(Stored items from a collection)
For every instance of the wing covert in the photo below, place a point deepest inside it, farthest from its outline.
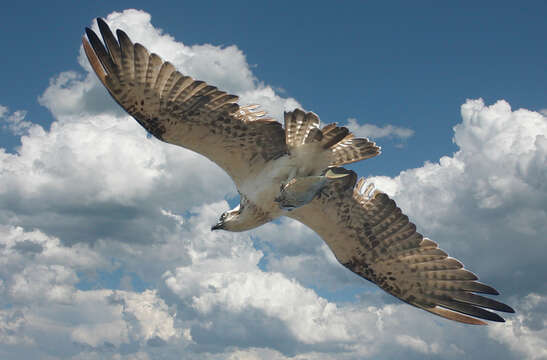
(371, 236)
(180, 110)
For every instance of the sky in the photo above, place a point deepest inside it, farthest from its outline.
(105, 241)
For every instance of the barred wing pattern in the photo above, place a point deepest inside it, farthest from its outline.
(370, 235)
(180, 110)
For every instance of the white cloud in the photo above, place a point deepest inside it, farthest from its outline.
(15, 122)
(375, 132)
(489, 195)
(93, 195)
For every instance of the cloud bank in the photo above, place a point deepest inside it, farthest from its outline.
(106, 251)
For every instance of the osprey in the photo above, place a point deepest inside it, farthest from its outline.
(293, 171)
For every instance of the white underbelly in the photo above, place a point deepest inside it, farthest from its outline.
(264, 187)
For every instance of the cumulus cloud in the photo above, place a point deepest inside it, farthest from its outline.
(489, 195)
(374, 131)
(92, 205)
(15, 122)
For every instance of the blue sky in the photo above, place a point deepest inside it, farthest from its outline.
(407, 64)
(105, 234)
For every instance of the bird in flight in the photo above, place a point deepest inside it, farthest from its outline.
(293, 171)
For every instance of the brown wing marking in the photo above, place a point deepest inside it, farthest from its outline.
(371, 236)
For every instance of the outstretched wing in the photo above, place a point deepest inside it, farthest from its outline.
(182, 111)
(370, 235)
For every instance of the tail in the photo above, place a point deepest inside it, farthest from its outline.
(341, 146)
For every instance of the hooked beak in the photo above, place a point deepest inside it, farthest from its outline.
(217, 226)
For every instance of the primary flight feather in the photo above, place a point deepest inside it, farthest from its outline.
(293, 171)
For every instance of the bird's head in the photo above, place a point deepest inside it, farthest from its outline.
(228, 220)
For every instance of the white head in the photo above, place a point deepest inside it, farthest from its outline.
(228, 219)
(241, 218)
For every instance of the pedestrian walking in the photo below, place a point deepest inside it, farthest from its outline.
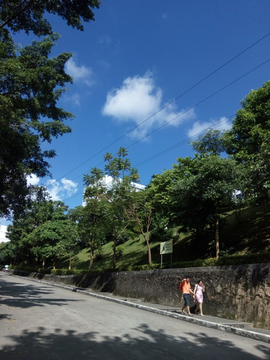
(198, 296)
(186, 289)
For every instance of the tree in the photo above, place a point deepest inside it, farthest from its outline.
(31, 83)
(206, 192)
(138, 208)
(38, 210)
(28, 15)
(251, 125)
(211, 143)
(248, 141)
(49, 240)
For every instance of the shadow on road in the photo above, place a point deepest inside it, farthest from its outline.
(141, 344)
(18, 295)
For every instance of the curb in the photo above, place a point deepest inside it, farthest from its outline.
(227, 328)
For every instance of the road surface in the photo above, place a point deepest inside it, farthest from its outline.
(39, 321)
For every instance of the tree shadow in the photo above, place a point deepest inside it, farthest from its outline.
(18, 295)
(141, 343)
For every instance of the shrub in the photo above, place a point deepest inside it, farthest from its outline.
(119, 251)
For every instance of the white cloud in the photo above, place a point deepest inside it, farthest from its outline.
(138, 99)
(32, 179)
(198, 128)
(59, 190)
(80, 73)
(105, 39)
(75, 99)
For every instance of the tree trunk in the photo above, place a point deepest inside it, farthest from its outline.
(217, 238)
(91, 258)
(69, 265)
(114, 251)
(149, 252)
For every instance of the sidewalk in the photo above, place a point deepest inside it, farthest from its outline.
(232, 326)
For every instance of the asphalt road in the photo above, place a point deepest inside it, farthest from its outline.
(39, 321)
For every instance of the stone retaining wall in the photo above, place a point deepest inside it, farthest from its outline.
(233, 292)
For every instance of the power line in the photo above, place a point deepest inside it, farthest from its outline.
(176, 98)
(181, 143)
(199, 103)
(164, 151)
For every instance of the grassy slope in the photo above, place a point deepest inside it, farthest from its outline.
(245, 232)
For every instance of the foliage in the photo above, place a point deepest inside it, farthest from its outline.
(31, 83)
(29, 15)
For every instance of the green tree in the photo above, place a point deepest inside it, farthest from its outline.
(31, 83)
(211, 143)
(206, 192)
(48, 240)
(248, 142)
(251, 125)
(28, 15)
(38, 210)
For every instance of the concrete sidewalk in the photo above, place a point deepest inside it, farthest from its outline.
(231, 326)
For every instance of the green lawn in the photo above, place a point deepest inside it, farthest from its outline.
(242, 233)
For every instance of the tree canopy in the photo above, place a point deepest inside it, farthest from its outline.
(31, 83)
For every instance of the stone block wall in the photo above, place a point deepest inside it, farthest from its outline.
(232, 292)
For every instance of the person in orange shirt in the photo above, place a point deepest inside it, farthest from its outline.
(186, 289)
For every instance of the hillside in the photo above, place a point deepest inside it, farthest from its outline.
(244, 233)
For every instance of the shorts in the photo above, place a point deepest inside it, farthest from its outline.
(186, 299)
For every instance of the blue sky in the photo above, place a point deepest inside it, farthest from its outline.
(136, 58)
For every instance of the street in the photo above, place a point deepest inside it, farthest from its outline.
(39, 321)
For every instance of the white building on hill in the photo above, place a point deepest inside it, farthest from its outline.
(3, 231)
(108, 181)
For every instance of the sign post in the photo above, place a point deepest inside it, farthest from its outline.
(166, 248)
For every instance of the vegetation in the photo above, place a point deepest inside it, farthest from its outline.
(215, 208)
(31, 83)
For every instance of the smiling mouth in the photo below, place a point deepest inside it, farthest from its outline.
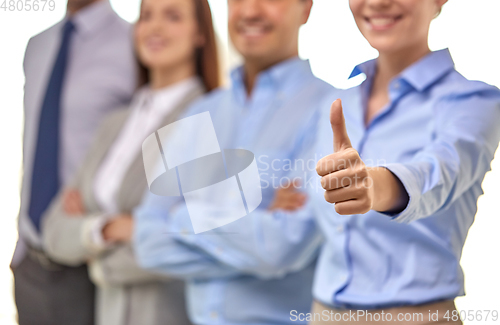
(155, 43)
(254, 31)
(382, 23)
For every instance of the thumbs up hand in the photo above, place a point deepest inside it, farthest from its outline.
(345, 177)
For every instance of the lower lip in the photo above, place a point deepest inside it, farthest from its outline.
(382, 27)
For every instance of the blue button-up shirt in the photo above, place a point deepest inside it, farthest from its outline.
(259, 268)
(438, 135)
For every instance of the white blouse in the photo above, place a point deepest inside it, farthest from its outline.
(148, 109)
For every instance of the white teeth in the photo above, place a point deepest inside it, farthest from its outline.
(381, 21)
(253, 31)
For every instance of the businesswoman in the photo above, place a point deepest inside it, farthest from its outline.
(90, 221)
(411, 147)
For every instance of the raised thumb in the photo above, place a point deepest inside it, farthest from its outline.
(341, 140)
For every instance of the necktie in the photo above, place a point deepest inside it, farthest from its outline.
(45, 180)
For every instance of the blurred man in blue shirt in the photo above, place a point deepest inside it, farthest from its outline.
(260, 268)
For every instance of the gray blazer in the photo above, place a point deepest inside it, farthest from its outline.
(126, 293)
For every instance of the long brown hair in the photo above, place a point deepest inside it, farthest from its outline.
(206, 56)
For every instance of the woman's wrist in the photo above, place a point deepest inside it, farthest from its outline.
(389, 193)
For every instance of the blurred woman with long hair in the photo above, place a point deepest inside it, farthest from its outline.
(90, 222)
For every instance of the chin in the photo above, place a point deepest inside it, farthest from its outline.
(383, 45)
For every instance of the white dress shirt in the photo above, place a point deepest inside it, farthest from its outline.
(148, 109)
(100, 78)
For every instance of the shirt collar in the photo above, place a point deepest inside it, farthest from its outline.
(164, 99)
(92, 18)
(420, 75)
(279, 76)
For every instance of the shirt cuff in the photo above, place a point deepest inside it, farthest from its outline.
(96, 273)
(92, 233)
(410, 183)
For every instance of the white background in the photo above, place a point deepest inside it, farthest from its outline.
(470, 28)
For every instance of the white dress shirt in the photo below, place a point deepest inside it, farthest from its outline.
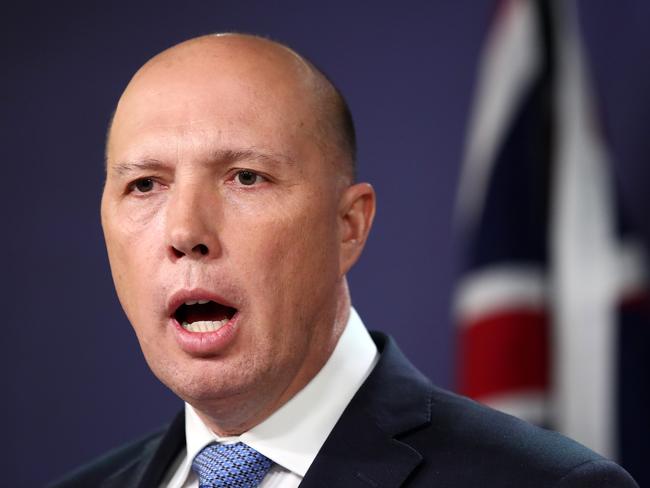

REQUIREMENT - In your copy of the entries above, leave out the pictures and keep every word exact.

REPLY TO THE EXERCISE -
For every instance of the wing covert in the photo below, place a point deepest inside it, farthest from its outline.
(371, 236)
(180, 110)
For every instance of the sky in the photo above, place a point deepest inside it, farthest from its outline.
(105, 241)
For every instance of the barred wing pattern in the photo above, place a point deepest inside it, farthest from its outline.
(370, 235)
(180, 110)
For every instance of the white cloud in the photo above, place a point deepest inside it, farthest from its outline.
(15, 122)
(375, 132)
(489, 195)
(93, 195)
For every instance of the cloud bank in the photo above, place a point deepest inside it, farthest from its outline.
(106, 251)
For every instance of the osprey in the photo above, place a point deepest inside it, farthest from its outline.
(293, 171)
For every instance of the white underbelly in the photo above, place a point deepest inside it, farthest from its outline.
(264, 187)
For every instance of the cumulus cloud in the photo above, place a point deepest inside it, farthest from its outline.
(489, 195)
(374, 131)
(92, 205)
(15, 122)
For every instance of the blue sky in the photo above, place a point deepest inside it, farthest from its outline.
(407, 64)
(105, 234)
For every instance of the bird in flight in the photo above, place a point deepest inside it, farthest from its outline.
(293, 171)
For every instance of the brown wing marking in the photo above, place a point deepest inside it, farthest from its outline.
(371, 236)
For every instance of the outstretched wing in the photo above, place a point deepest inside it, farthest from its outline.
(182, 111)
(370, 235)
For every instance of the tail in the photo above, place a point deepest inside it, farthest from its outline.
(341, 146)
For every instance of the hooked beak in the photo above, place a point deepest inside it, farthest from its outline.
(217, 226)
For every instance of the primary flight feather in the photo above, place a point deepest inside it, farthest from its outline.
(293, 171)
For every instance of the bird's head in the photo above, place a point deepest inside it, farthest from its outline.
(228, 220)
For every instance of the white head in the photo above, place a point deepest inside it, farthest from its outline.
(228, 219)
(241, 218)
For every instance of the pedestrian walking in the photo below, place a point deepest inside it, farthest from its outline.
(198, 296)
(186, 289)
For every instance of the tree in the photo above, place a point deepest inside it, farthest from its outline.
(31, 83)
(206, 192)
(138, 208)
(38, 210)
(28, 15)
(251, 125)
(211, 143)
(248, 141)
(49, 240)
For every instance of the shadow on road in the photo above, place a point deepest inside it, farthest from its outline.
(141, 344)
(18, 295)
For every instance of the curb in the photo above, place a point deepest inside it, farthest from its outline.
(227, 328)
For every instance of the road surface in the photo above, place a point deepest inside it, farthest from its outline.
(39, 321)
For every instance of the tree shadow in the photo above, place a point deepest inside it, farthest from its outline.
(18, 295)
(141, 343)
For every instance of the shrub in the photo above, place a point deepest inside it, farthest from its outline.
(119, 251)
For every instance of the white cloud in the photo above, place a point deepest inside it, farthest from its outline.
(138, 99)
(32, 179)
(198, 128)
(59, 190)
(80, 73)
(105, 39)
(75, 99)
For every instance of the tree trunk in the photo above, place a point deepest inside it, farthest from its outline.
(217, 238)
(91, 258)
(69, 265)
(114, 251)
(149, 252)
For every instance of the sidewalk in the photo above, place a point deepest inside it, farthest from its outline.
(232, 326)
For every instance of the asphalt road in the photo above, place a point deepest inside it, farthest from its outline.
(39, 321)
For every instance of the stone retaining wall in the photo above, place a point deepest inside it, farthest from its outline.
(233, 292)
For every instance of the power line in the photo above, place a point deepest inside it, farthest from its outline.
(176, 98)
(181, 143)
(199, 103)
(164, 151)
For every instance of the grassy slope in the photo above, place a point deepest inside it, farthest from its outline.
(245, 232)
For every instance of the foliage in the photo above, place a point deepest inside it, farthest from its outline.
(31, 83)
(29, 15)
For every instance of the green tree in the photo above, place a point deepest inside it, farthest from its outline.
(31, 83)
(211, 143)
(206, 192)
(48, 240)
(248, 142)
(251, 125)
(28, 15)
(38, 210)
For every instance of the concrete sidewalk in the photo above, place a point deepest inside it, farthest from its outline.
(231, 326)
For every instance of the green lawn in the photo above, place a point deepest inside it, farthest from its outline.
(242, 233)
For every instance of the tree canopy in the photo above, place a point deepest inside it, farthest from its outline.
(31, 83)
For every instance of the stone block wall in the photo above, place a point deepest inside it, farthest from its outline.
(232, 292)
For every instance of the person in orange shirt in the photo above, place a point deepest inside it, farthest from its outline.
(186, 289)
For every instance of the hillside in the photo above, place a point deepest inside it, farthest from its outline.
(244, 233)
For every instance of the shorts in the photo above, place a point deepest inside it, farthest from its outline.
(186, 299)
For every instance of the blue sky in the photo above, place a point deepest inside it, farthest from its outline.
(136, 58)
For every instance of the street in the photo above, place a point deepest inside it, farthest from its outline.
(39, 321)
For every instance of the white building on hill in the photo above, place a point deepest inside it, farthest from its outline.
(3, 231)
(108, 181)
For every instance of the sign post in the photo above, place a point deepest inside it, farthest from its outline.
(166, 248)
For every instance of the vegetation in the photo above, place a point deepest inside it, farthest from its outline.
(215, 208)
(31, 83)
For every instance of the smiling mouth in the photo below, place a point deepest inside it, farthest from its outline.
(155, 43)
(254, 31)
(382, 23)
For every instance of the thumbs up hand in the photo above, place a point deepest inside it, farthest from its outline.
(345, 177)
For every instance of the lower lip in the photo above, place a point deepest inside it, farthest from its outline.
(382, 27)
For every instance of the blue button-up shirt in the photo above, place a point deepest inside it, farthest from its outline.
(259, 268)
(438, 135)
For every instance of the white blouse in the photo above, place a point deepest inside it, farthest from its outline.
(148, 109)
For every instance of the white teeth in the photo above, place a point deepest inside it, farthest from its outline.
(381, 21)
(253, 31)
For every instance of the businesswoman in the photo above, place a point deepest inside it, farthest from its outline.
(90, 221)
(411, 147)
For every instance of the raised thumb in the photo above, place a point deepest inside it, farthest from its outline.
(341, 140)
For every instance of the necktie in the photo above, place a point deepest inside it, farthest from its outline.
(45, 180)
For every instance of the blurred man in blue shirt in the photo above, place a point deepest inside it, farthest from its outline.
(260, 268)
For every instance of the gray blazer in the photo above, place a point deepest inside it, farthest from its outline.
(126, 293)
For every instance of the long brown hair in the photo above, place a point deepest inside it, farthest from its outline.
(206, 56)
For every instance of the woman's wrist in the photo above, place a point deepest inside it, farthest from its outline.
(389, 193)
For every instance of the blurred woman with long hair in the photo above, place a point deepest inside it, farthest from its outline.
(90, 222)
For every instance of the chin in the photo above, place a point deepest inside it, farthest from its outline.
(383, 45)
For every instance of the white dress shirt in the photo above, place a point deepest inside it, farthest from its outline.
(148, 109)
(100, 78)
For every instance of the shirt collar in the photo above, place a point deepest inside it, farthest from its outline.
(164, 99)
(92, 18)
(420, 75)
(279, 76)
For every instance of the shirt cuff in the photo above, place a point deepest inside it, farthest from its outline.
(96, 273)
(92, 233)
(410, 183)
For every instance of the white background in the photo above, place a point deepest inside it, farthest from its outline.
(470, 28)
For every instance of the white dress shirt in the photo below, place a point deepest inside it, farthest from its outline.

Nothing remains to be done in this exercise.